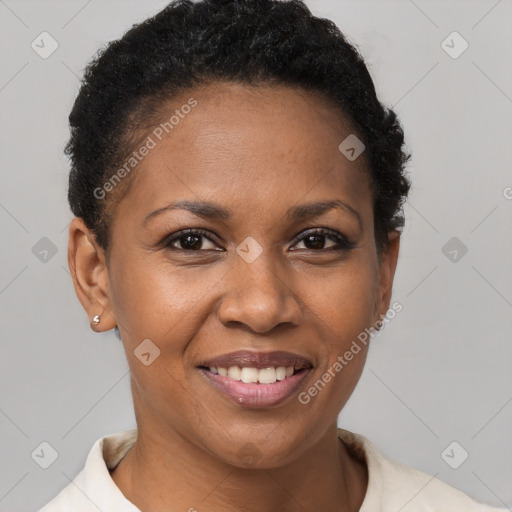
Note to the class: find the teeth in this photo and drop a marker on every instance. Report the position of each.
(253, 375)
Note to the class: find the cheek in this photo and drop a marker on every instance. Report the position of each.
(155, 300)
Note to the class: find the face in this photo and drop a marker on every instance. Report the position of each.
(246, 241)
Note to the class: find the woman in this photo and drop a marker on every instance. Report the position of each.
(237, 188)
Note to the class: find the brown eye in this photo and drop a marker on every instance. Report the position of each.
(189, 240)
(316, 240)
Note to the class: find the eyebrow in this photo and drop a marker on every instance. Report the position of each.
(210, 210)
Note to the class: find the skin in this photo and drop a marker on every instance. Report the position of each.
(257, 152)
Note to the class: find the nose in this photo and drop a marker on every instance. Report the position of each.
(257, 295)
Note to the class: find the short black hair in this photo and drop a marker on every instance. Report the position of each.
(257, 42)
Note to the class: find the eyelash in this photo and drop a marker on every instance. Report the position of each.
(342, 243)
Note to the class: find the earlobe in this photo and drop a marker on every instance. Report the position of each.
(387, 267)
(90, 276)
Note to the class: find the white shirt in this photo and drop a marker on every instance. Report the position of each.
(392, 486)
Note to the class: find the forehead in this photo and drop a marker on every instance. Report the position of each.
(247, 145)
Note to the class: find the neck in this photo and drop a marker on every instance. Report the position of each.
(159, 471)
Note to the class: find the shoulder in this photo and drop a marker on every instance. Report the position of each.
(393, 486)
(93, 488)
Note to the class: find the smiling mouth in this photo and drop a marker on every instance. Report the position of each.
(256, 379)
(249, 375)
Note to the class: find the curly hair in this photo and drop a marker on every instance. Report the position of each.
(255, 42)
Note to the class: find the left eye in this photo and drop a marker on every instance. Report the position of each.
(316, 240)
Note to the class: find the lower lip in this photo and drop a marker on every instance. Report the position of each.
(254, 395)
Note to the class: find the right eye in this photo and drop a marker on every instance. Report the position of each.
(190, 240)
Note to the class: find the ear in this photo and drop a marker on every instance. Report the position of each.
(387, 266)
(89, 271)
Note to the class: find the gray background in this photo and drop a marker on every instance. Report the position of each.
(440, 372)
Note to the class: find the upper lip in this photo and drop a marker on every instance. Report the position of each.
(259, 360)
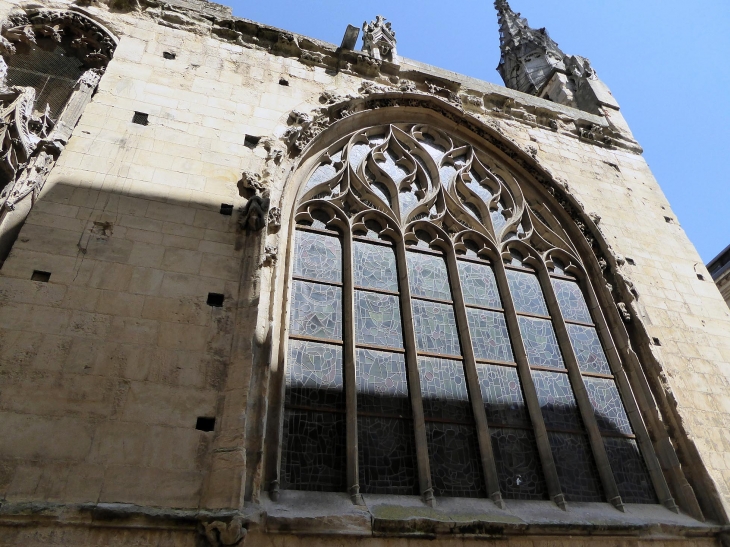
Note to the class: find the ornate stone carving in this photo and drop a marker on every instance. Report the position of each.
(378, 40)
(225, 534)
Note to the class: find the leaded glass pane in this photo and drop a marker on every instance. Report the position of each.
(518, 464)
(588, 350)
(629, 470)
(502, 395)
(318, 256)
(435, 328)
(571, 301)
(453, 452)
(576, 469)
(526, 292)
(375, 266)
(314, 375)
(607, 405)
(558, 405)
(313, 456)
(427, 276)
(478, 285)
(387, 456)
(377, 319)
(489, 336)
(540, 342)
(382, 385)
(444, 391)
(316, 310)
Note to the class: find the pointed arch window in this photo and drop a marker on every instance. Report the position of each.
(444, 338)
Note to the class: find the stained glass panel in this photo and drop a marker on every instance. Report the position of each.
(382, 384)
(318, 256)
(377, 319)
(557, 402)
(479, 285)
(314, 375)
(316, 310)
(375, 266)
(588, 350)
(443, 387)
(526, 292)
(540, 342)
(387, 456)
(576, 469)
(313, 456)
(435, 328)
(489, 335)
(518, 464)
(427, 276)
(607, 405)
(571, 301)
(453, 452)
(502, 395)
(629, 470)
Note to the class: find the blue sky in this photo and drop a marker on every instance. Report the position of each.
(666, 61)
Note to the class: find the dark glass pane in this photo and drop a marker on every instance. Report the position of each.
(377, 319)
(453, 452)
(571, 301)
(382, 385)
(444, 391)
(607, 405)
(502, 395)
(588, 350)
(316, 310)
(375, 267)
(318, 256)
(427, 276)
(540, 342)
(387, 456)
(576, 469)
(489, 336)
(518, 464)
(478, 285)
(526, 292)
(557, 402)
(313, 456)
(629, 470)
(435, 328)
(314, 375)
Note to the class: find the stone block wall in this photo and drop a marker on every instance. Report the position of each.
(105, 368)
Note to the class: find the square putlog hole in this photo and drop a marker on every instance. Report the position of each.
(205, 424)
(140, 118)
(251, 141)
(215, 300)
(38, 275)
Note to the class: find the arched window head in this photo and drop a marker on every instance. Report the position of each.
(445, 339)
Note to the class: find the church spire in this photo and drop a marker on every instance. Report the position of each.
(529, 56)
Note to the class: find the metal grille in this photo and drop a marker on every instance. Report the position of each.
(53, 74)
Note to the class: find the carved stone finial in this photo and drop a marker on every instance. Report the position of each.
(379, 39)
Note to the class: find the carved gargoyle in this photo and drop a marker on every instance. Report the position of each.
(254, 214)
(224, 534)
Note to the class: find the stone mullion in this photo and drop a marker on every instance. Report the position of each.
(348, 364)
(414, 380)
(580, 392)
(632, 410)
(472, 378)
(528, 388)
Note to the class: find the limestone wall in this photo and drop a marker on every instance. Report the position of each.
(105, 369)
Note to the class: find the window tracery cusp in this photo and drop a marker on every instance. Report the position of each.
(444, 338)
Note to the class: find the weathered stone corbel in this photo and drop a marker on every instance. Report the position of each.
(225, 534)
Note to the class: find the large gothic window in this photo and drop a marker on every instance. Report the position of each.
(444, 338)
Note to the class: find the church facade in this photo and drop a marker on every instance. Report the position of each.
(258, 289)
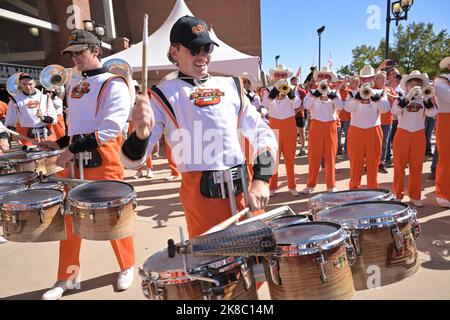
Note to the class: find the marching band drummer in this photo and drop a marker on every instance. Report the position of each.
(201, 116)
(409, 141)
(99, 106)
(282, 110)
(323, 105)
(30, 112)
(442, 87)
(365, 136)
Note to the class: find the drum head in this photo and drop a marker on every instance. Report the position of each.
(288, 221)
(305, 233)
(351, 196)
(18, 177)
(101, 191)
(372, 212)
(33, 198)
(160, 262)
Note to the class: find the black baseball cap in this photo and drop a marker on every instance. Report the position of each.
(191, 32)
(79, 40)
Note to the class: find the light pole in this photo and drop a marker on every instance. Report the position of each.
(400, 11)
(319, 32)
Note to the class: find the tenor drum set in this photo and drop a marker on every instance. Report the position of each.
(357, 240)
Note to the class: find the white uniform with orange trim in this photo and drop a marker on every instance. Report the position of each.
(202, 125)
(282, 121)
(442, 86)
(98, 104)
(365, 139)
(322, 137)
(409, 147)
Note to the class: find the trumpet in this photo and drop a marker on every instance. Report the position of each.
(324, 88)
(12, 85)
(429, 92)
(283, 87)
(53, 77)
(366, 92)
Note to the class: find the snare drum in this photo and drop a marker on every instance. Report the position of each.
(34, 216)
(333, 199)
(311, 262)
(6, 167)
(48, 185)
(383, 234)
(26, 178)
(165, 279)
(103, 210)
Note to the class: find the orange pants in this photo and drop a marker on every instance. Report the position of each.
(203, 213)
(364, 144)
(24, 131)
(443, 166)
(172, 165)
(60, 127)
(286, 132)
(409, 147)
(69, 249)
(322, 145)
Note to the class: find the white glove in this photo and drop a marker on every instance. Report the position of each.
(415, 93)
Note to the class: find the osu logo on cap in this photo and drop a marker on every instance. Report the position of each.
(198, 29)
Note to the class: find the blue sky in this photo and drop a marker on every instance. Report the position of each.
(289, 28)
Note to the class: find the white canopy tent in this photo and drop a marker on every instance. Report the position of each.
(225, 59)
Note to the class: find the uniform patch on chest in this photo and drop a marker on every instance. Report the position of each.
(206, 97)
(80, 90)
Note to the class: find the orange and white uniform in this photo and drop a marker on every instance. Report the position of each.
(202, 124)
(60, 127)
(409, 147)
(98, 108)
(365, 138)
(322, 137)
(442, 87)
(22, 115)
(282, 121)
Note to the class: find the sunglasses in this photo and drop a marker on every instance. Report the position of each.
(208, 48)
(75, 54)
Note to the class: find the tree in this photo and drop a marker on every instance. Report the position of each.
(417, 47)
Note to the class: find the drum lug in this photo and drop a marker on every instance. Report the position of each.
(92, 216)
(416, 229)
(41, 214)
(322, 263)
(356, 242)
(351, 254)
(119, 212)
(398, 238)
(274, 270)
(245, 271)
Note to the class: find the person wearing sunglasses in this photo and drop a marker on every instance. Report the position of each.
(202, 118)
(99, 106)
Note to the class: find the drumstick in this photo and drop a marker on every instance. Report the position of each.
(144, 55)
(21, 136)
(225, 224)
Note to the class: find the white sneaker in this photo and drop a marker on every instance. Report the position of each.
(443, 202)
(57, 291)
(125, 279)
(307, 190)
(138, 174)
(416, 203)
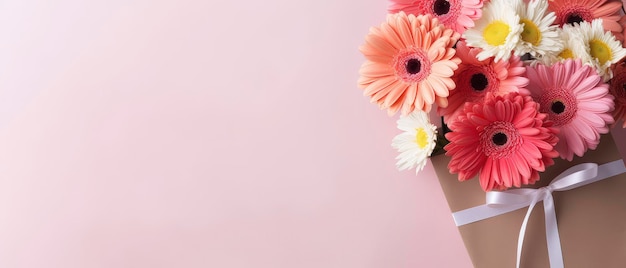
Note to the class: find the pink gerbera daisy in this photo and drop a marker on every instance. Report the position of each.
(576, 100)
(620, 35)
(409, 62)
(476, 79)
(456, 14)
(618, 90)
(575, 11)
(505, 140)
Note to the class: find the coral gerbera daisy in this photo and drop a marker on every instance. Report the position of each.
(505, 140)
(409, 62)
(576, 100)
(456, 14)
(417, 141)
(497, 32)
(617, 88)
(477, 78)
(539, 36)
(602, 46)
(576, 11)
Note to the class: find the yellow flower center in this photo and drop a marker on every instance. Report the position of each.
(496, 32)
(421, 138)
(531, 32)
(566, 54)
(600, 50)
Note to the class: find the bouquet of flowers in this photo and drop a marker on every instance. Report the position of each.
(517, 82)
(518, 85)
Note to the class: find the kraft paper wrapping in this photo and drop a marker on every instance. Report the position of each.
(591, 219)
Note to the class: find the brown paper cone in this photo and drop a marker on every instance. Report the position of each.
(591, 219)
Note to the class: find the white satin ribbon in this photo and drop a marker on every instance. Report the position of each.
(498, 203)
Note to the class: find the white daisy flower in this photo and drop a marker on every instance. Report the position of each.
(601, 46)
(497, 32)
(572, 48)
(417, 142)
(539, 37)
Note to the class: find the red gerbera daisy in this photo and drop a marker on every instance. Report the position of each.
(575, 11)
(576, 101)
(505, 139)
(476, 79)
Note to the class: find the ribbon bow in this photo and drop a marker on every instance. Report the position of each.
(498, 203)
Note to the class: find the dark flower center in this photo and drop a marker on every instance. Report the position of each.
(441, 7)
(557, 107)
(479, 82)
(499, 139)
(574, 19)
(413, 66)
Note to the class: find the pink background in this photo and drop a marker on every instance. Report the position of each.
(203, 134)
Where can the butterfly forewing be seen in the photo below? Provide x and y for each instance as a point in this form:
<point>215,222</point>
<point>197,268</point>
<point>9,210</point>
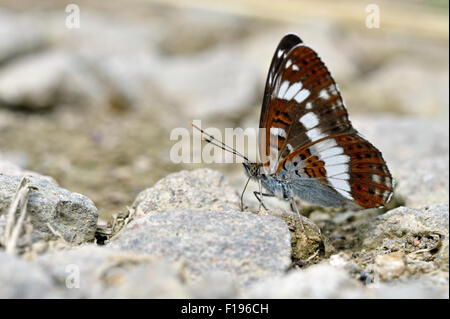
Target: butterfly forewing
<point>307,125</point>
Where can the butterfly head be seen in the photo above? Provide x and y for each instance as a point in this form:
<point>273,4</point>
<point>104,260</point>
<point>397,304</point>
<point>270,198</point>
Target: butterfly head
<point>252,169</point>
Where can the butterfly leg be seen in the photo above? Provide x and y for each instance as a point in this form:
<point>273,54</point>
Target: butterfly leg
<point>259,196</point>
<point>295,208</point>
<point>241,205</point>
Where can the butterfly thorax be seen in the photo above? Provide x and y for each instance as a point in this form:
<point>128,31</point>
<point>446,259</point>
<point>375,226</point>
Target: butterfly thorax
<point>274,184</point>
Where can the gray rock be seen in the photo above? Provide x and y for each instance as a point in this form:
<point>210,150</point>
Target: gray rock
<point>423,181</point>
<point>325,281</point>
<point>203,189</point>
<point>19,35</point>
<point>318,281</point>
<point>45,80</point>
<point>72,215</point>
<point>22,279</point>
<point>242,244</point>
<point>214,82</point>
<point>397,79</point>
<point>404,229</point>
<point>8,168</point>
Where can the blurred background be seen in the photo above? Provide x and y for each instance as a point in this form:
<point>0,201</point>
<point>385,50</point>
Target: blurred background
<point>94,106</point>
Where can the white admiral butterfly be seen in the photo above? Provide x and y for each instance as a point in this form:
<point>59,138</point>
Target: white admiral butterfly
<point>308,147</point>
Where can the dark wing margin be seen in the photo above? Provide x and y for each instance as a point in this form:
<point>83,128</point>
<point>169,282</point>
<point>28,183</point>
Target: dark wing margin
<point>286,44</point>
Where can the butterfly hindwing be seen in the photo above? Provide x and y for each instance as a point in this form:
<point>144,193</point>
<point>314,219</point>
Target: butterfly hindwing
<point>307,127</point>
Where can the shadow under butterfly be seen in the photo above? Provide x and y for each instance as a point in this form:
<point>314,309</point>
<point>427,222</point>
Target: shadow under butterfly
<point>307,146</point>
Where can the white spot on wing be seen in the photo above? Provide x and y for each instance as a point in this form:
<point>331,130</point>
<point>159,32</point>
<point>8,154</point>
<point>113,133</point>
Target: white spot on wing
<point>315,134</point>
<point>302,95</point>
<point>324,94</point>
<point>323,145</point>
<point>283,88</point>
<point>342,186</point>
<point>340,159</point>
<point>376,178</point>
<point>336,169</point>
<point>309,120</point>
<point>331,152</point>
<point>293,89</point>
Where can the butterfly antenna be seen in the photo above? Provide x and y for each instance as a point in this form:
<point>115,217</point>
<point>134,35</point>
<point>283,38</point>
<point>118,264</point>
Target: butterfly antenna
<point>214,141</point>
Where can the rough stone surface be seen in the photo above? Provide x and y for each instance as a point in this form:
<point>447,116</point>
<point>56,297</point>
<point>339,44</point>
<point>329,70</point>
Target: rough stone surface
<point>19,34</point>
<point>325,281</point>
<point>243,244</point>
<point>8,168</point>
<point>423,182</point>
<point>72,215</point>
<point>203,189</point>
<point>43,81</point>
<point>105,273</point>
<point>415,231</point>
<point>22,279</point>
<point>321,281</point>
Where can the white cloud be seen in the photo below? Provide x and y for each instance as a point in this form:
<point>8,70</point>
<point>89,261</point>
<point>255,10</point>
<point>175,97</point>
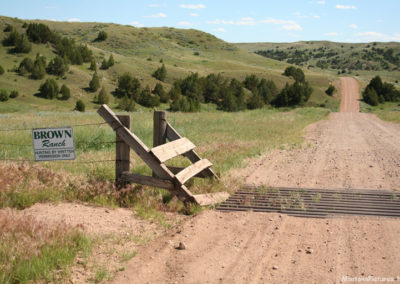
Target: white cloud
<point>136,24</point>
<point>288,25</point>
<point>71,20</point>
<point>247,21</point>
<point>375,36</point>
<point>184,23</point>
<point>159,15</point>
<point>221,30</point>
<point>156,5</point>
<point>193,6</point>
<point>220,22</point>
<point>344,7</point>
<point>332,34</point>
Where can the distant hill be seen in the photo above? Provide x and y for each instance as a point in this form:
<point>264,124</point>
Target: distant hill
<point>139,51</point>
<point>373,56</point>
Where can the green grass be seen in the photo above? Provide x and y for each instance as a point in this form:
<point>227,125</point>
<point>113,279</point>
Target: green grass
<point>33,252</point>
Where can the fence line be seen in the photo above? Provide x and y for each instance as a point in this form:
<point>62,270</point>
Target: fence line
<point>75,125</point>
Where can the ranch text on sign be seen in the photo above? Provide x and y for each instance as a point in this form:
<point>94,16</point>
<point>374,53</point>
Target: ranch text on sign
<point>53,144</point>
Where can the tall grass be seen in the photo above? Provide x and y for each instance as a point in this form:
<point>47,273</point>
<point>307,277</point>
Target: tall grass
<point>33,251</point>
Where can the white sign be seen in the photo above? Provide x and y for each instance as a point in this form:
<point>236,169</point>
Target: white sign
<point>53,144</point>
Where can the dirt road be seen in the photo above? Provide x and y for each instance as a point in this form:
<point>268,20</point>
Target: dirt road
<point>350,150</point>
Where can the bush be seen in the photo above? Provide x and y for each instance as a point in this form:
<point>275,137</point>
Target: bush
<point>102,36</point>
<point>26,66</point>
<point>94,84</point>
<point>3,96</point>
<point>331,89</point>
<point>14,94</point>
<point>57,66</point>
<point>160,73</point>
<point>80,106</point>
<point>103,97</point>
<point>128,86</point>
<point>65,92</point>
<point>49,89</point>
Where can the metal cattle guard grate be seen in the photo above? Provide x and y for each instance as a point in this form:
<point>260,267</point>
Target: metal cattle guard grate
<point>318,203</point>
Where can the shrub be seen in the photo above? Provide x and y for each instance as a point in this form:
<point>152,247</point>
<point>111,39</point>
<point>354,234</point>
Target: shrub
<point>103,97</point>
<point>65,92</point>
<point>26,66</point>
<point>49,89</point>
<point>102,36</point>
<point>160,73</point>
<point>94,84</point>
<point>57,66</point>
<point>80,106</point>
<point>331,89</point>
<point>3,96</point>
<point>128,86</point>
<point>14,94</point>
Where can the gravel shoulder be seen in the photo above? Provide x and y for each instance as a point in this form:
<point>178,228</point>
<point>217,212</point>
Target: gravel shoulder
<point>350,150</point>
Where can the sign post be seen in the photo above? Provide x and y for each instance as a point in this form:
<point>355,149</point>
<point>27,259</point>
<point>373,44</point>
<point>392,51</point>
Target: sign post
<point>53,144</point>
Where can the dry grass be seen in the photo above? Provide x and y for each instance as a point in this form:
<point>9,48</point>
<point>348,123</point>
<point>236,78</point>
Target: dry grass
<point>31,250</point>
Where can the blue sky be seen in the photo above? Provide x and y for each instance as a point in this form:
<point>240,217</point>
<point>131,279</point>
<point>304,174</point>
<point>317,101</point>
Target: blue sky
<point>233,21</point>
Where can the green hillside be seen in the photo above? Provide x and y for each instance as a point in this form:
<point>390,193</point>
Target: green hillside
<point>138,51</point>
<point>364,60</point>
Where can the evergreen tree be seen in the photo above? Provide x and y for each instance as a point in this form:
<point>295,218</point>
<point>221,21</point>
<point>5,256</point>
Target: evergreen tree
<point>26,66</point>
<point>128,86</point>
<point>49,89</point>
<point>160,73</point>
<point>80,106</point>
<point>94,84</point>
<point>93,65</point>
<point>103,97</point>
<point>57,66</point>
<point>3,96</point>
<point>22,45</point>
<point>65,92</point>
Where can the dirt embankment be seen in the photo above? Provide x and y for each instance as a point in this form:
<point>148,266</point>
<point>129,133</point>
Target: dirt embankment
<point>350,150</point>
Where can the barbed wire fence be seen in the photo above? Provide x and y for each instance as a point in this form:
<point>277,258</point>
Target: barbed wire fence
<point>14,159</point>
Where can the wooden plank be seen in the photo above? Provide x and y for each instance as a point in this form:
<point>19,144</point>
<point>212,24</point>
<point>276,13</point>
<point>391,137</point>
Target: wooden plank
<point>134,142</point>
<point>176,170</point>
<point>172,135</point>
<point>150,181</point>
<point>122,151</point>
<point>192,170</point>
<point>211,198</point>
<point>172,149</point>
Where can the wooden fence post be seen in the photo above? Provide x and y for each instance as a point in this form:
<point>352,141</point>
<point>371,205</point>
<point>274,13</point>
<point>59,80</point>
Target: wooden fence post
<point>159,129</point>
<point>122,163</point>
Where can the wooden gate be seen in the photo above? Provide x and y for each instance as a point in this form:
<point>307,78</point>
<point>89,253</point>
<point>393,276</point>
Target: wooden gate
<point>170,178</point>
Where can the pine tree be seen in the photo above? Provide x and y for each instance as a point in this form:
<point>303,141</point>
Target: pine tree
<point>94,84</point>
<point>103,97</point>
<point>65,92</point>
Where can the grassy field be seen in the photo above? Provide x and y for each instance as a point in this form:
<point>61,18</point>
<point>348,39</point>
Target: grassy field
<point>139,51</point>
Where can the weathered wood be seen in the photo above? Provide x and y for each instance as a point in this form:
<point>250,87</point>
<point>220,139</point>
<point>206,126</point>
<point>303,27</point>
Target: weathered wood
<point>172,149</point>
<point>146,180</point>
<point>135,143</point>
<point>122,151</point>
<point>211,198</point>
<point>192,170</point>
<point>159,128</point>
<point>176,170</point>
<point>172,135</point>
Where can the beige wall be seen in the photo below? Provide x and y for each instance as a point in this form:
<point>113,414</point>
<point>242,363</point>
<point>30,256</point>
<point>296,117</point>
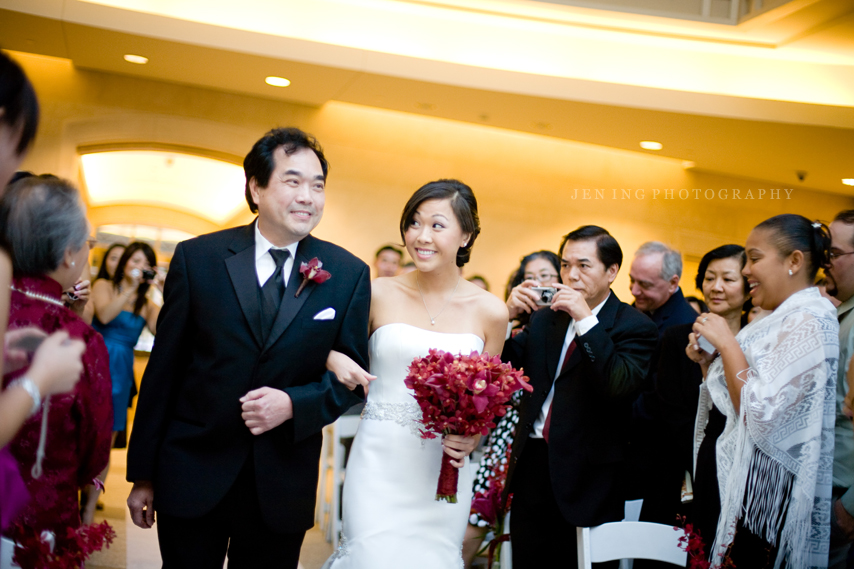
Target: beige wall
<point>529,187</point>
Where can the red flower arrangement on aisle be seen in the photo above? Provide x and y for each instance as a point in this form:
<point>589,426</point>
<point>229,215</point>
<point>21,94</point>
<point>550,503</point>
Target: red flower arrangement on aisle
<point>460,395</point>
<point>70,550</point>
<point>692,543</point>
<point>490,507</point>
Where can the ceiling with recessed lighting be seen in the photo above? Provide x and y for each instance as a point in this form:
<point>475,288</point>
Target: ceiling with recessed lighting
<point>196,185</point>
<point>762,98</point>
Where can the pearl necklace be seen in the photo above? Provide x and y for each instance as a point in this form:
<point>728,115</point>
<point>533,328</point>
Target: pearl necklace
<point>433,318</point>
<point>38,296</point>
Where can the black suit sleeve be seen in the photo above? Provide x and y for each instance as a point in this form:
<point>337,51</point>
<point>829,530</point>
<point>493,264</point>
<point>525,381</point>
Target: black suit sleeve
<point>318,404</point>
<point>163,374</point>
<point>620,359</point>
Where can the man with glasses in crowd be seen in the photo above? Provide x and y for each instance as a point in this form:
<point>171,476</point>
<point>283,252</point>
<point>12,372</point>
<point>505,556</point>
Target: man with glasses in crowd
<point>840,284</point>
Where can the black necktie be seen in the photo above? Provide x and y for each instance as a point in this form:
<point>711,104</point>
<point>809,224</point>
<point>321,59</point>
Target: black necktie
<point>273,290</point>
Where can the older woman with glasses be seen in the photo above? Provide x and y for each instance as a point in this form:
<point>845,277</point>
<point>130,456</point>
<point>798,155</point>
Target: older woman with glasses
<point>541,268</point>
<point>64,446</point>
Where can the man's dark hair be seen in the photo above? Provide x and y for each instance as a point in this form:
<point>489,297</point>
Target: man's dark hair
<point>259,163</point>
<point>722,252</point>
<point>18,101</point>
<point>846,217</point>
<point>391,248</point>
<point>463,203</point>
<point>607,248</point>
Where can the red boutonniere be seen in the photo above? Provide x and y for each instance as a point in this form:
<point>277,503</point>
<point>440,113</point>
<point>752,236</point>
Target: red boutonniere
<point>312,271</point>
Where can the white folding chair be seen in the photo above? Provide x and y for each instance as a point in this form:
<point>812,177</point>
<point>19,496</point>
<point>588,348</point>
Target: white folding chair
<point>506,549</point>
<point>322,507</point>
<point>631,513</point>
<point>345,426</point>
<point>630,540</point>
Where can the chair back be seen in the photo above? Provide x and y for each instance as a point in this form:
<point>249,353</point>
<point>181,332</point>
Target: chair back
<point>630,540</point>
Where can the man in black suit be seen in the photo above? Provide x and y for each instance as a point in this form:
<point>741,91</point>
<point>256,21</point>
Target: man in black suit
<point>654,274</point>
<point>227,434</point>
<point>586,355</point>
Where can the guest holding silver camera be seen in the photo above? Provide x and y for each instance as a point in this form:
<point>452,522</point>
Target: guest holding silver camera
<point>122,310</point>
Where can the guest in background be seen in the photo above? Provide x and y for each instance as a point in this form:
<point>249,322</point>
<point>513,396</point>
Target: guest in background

EXERCISE -
Copy each line of the records containing the string "below".

TASK SOLUTION -
Where can the butterfly forewing be seen in the photo below? Provide x and y for each instance as a point in this form:
Where can the white cloud be seen in the photo below? Provide x and y for each instance as a point in this form:
Where can the beige wall be seen in the photo below? Provide x and y for each instance as a point in this form:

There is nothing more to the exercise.